→ **Text**:

Appellant's counsel told the trial judge that the earliest La Fevre could appear would be the following Monday morning. Appellant's counsel also advised the court that witness Vasquez had been available to testify the day before and he had decided not to call him. Appellant's counsel never specifically asked to reopen the evidence for Vasquez's testimony, even though he was available to testify that morning. After some discussion, appellant's counsel asked:
So the Court has--is denying our motion for a recess to reopen to produce Ms. LaFever [sic] at this time?
The trial court denied the motion and informed appellant's counsel that if he produced a deposition that clearly impeached Anderson, he would grant appellant a new trial based on newly discovered evidence. (2)
Reviewing appellant's specific request to the trial court, we conclude that the motion was, first and foremost, a motion for a continuance. Counsel stated that he was requesting a recess to produce the witness, and if the witness was produced, he was requesting the reopening of the evidence. Thus, the motion to reopen the evidence was contingent on the recess. While appellant does not complain of the failure to grant a recess, we recognize that an oral, unsworn motion for continuance does not preserve error. Tex. Code Crim. Proc. Ann. arts. 29.03, 29.08 (Vernon 1989); Matamoros v. State, 901 S.W.2d 470, 478 (Tex. Crim. App. 1995); Mosley v. State, 960 S.W.2d 200, 206 (Tex. App.--Corpus Christi 1997, no pet.).

(Stored items)
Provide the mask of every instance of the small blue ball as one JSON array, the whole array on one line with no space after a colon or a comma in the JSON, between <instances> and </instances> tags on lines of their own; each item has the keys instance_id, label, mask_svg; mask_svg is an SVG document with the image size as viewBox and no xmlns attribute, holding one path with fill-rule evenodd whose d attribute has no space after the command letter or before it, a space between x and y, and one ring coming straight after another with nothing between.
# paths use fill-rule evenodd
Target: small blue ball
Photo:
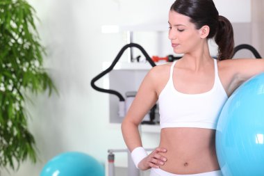
<instances>
[{"instance_id":1,"label":"small blue ball","mask_svg":"<svg viewBox=\"0 0 264 176\"><path fill-rule=\"evenodd\" d=\"M69 152L49 161L40 176L104 176L104 168L87 154Z\"/></svg>"},{"instance_id":2,"label":"small blue ball","mask_svg":"<svg viewBox=\"0 0 264 176\"><path fill-rule=\"evenodd\" d=\"M228 99L215 140L224 176L264 175L264 73L245 82Z\"/></svg>"}]
</instances>

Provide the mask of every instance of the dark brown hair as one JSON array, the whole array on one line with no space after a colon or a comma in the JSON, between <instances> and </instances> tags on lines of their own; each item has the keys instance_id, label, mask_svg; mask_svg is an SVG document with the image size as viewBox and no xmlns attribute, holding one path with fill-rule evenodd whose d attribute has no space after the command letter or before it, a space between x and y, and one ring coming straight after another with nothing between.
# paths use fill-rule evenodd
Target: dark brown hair
<instances>
[{"instance_id":1,"label":"dark brown hair","mask_svg":"<svg viewBox=\"0 0 264 176\"><path fill-rule=\"evenodd\" d=\"M213 0L176 0L170 10L189 17L197 29L208 26L210 32L207 38L215 38L218 45L217 58L232 57L234 47L232 25L226 17L219 15Z\"/></svg>"}]
</instances>

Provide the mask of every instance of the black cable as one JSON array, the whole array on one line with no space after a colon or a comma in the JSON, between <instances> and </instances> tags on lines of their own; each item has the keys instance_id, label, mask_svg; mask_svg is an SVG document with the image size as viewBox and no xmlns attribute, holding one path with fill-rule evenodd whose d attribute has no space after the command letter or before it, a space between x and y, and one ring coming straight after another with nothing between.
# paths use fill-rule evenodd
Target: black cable
<instances>
[{"instance_id":1,"label":"black cable","mask_svg":"<svg viewBox=\"0 0 264 176\"><path fill-rule=\"evenodd\" d=\"M118 97L118 98L119 99L120 102L124 102L124 98L123 97L123 96L119 93L118 93L117 91L114 90L104 89L104 88L99 88L99 87L97 86L94 84L94 83L98 79L99 79L100 78L101 78L102 77L104 77L105 74L106 74L107 73L110 72L114 68L115 64L119 60L119 58L121 58L121 56L123 54L124 51L126 49L128 49L129 47L136 47L138 49L140 49L141 51L141 52L143 54L143 55L146 57L146 60L150 63L150 65L152 67L155 67L156 66L155 63L151 60L151 58L149 57L149 54L146 52L146 51L144 49L144 48L142 47L141 47L138 44L129 43L129 44L127 44L127 45L124 45L121 49L120 51L117 54L117 56L115 57L115 58L114 59L114 61L113 61L112 64L110 65L109 67L108 67L106 70L104 70L102 72L101 72L100 74L99 74L97 76L96 76L94 78L93 78L92 79L92 81L91 81L91 86L92 86L92 87L94 89L95 89L96 90L99 91L99 92L115 95L117 95Z\"/></svg>"}]
</instances>

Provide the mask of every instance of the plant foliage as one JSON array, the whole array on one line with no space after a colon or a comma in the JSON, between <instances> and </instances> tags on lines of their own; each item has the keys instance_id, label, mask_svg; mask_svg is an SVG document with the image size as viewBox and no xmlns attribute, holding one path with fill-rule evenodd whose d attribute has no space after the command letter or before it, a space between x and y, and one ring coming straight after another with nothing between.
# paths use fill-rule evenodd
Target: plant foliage
<instances>
[{"instance_id":1,"label":"plant foliage","mask_svg":"<svg viewBox=\"0 0 264 176\"><path fill-rule=\"evenodd\" d=\"M56 90L43 66L44 49L35 26L35 11L24 0L0 1L0 167L36 161L28 129L25 92Z\"/></svg>"}]
</instances>

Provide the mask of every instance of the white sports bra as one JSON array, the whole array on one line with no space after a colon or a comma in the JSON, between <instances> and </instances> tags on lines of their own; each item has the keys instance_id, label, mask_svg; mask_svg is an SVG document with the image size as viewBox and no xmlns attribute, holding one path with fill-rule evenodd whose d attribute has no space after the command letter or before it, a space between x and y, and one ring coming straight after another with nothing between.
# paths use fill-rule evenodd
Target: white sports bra
<instances>
[{"instance_id":1,"label":"white sports bra","mask_svg":"<svg viewBox=\"0 0 264 176\"><path fill-rule=\"evenodd\" d=\"M175 89L172 79L175 63L172 64L169 81L158 97L160 128L215 129L218 116L228 98L218 76L217 61L214 59L213 88L199 94L185 94Z\"/></svg>"}]
</instances>

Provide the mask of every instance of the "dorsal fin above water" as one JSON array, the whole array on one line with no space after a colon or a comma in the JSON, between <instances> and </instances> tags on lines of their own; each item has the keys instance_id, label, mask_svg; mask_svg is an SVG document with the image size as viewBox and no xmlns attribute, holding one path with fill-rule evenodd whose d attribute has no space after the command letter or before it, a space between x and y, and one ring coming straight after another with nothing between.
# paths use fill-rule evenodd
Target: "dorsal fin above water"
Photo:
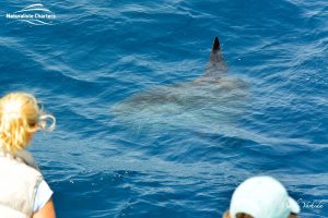
<instances>
[{"instance_id":1,"label":"dorsal fin above water","mask_svg":"<svg viewBox=\"0 0 328 218\"><path fill-rule=\"evenodd\" d=\"M215 53L218 51L221 51L221 45L220 45L219 38L216 36L213 41L212 52Z\"/></svg>"}]
</instances>

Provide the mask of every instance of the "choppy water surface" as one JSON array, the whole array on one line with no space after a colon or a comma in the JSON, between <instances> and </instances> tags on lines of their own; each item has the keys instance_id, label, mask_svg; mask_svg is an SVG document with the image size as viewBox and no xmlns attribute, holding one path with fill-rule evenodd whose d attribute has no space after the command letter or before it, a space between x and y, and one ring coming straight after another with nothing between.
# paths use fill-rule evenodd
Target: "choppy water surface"
<instances>
[{"instance_id":1,"label":"choppy water surface","mask_svg":"<svg viewBox=\"0 0 328 218\"><path fill-rule=\"evenodd\" d=\"M33 3L54 25L5 19ZM326 1L0 5L1 95L32 92L58 120L31 147L58 217L221 217L255 174L328 216ZM245 86L192 85L215 36Z\"/></svg>"}]
</instances>

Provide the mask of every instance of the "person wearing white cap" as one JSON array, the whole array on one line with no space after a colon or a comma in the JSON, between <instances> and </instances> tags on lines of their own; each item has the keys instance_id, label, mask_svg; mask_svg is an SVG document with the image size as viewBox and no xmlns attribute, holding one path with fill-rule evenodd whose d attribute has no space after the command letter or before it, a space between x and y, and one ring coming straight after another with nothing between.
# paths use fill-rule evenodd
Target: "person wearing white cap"
<instances>
[{"instance_id":1,"label":"person wearing white cap","mask_svg":"<svg viewBox=\"0 0 328 218\"><path fill-rule=\"evenodd\" d=\"M233 193L223 218L296 218L300 206L271 177L253 177Z\"/></svg>"}]
</instances>

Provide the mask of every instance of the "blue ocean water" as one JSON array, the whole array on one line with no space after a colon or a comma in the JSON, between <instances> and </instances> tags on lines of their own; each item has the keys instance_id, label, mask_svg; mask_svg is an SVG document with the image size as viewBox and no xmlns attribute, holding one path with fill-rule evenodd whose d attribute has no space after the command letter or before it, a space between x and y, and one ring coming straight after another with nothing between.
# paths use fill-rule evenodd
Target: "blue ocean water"
<instances>
[{"instance_id":1,"label":"blue ocean water","mask_svg":"<svg viewBox=\"0 0 328 218\"><path fill-rule=\"evenodd\" d=\"M35 3L56 14L54 25L5 17ZM257 174L279 179L301 217L328 217L327 1L0 5L0 94L33 93L58 121L31 146L58 217L221 217L236 185ZM242 100L114 112L202 75L215 36L227 74L248 84Z\"/></svg>"}]
</instances>

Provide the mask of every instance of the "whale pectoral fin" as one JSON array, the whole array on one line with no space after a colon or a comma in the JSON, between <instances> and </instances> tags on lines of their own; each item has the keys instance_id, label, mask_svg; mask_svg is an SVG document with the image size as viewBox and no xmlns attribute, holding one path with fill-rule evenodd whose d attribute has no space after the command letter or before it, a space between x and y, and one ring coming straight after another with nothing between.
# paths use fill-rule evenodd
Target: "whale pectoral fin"
<instances>
[{"instance_id":1,"label":"whale pectoral fin","mask_svg":"<svg viewBox=\"0 0 328 218\"><path fill-rule=\"evenodd\" d=\"M218 36L215 37L213 41L212 52L215 53L218 51L221 51L221 46Z\"/></svg>"}]
</instances>

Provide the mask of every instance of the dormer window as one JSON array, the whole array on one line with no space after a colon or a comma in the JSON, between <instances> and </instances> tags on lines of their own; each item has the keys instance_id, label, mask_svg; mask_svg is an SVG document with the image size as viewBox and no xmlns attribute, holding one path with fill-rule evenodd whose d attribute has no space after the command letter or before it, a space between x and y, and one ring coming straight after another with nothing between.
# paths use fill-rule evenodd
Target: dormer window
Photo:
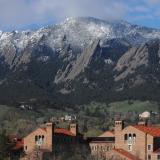
<instances>
[{"instance_id":1,"label":"dormer window","mask_svg":"<svg viewBox=\"0 0 160 160\"><path fill-rule=\"evenodd\" d=\"M148 151L151 151L151 150L152 150L152 145L149 144L149 145L148 145Z\"/></svg>"}]
</instances>

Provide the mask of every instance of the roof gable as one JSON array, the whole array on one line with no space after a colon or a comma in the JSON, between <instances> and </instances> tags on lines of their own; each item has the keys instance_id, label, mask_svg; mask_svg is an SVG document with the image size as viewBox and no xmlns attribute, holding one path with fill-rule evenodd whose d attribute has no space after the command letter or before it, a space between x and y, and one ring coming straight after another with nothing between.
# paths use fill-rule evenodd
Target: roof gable
<instances>
[{"instance_id":1,"label":"roof gable","mask_svg":"<svg viewBox=\"0 0 160 160\"><path fill-rule=\"evenodd\" d=\"M76 136L75 134L73 134L72 132L70 132L69 130L64 129L64 128L56 128L56 129L54 129L54 133L55 134L64 134L67 136Z\"/></svg>"},{"instance_id":2,"label":"roof gable","mask_svg":"<svg viewBox=\"0 0 160 160\"><path fill-rule=\"evenodd\" d=\"M98 137L115 137L115 135L113 131L106 131Z\"/></svg>"},{"instance_id":3,"label":"roof gable","mask_svg":"<svg viewBox=\"0 0 160 160\"><path fill-rule=\"evenodd\" d=\"M133 127L153 137L160 137L160 128L158 127L143 125L135 125Z\"/></svg>"}]
</instances>

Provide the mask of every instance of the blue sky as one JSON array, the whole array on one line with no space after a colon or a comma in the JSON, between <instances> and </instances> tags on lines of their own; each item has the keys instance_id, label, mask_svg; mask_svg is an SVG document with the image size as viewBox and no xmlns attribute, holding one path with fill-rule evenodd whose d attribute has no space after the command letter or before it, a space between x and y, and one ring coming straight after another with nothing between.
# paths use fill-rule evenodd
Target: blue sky
<instances>
[{"instance_id":1,"label":"blue sky","mask_svg":"<svg viewBox=\"0 0 160 160\"><path fill-rule=\"evenodd\" d=\"M0 0L3 31L34 29L85 16L160 29L160 0Z\"/></svg>"}]
</instances>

→ **Work to be completed**: Continue the appellate opinion on the motion for a recess to reopen the evidence, starting after its last sentence.

→ **Response to this task**:
As a prerequisite to presenting a complaint for appellate review, the record must show that the complaint was made by timely request, objection, or motion that stated the grounds for the ruling that the party sought from the trial court with sufficient specificity to make the trial court aware of the complaint, unless the grounds are apparent from the context. Tex. R. App. P. 33.1(a)(1). We conclude that appellant never specifically requested the trial judge to reopen the evidence on the morning of September 4, 1997 for either Vasquez's or La Fevre's testimony, and therefore, he has not preserved error.
Even if the complaint had been properly preserved, the decision to reopen a case is left to the discretion of the trial judge, particularly when granting the motion to reopen may result in a delay. See Scott v. State, 597 S.W.2d 755, 757 (Tex. Crim. App. 1979) (error to refuse to reopen case where witness present and no delay would have resulted had witness testified). The Texas Code of Criminal Procedure provides that:
The court shall allow testimony to be introduced at any time before the argument of a cause is concluded, if it appears that
it is necessary to a due administration of justice.
Tex. Code Crim. Proc. Ann. art. 36.02 (Vernon 1981).
This statute has been construed to mean that a trial judge commits reversible error when he refuses a request to reopen for the purpose of admitting relevant and admissible evidence, regardless of its weight or the issue upon which it is offered, so long as the request is timely and does not threaten to unduly impede the trial. Vital v. State, 523 S.W.2d 662, 664-65 (Tex. Crim. App. 1975) (error to refuse to reopen a case under art. 36.02 when witness present and ready to testify); Phillips v. State, 878 S.W.2d 617, 618 (Tex. App.--Corpus Christi 1994, no pet.) (trial court erred in denying motion to reopen where opponent merely argued that delay would result from its need to find rebuttal witnesses). In Vital, the Court of Criminal Appeals emphasized that the important factor, with respect to diligence, is not whether the evidence was available or could have been secured at an earlier stage of the trial, but whether it is available at the time the request to reopen is made. Vital, 523 S.W.2d at 664.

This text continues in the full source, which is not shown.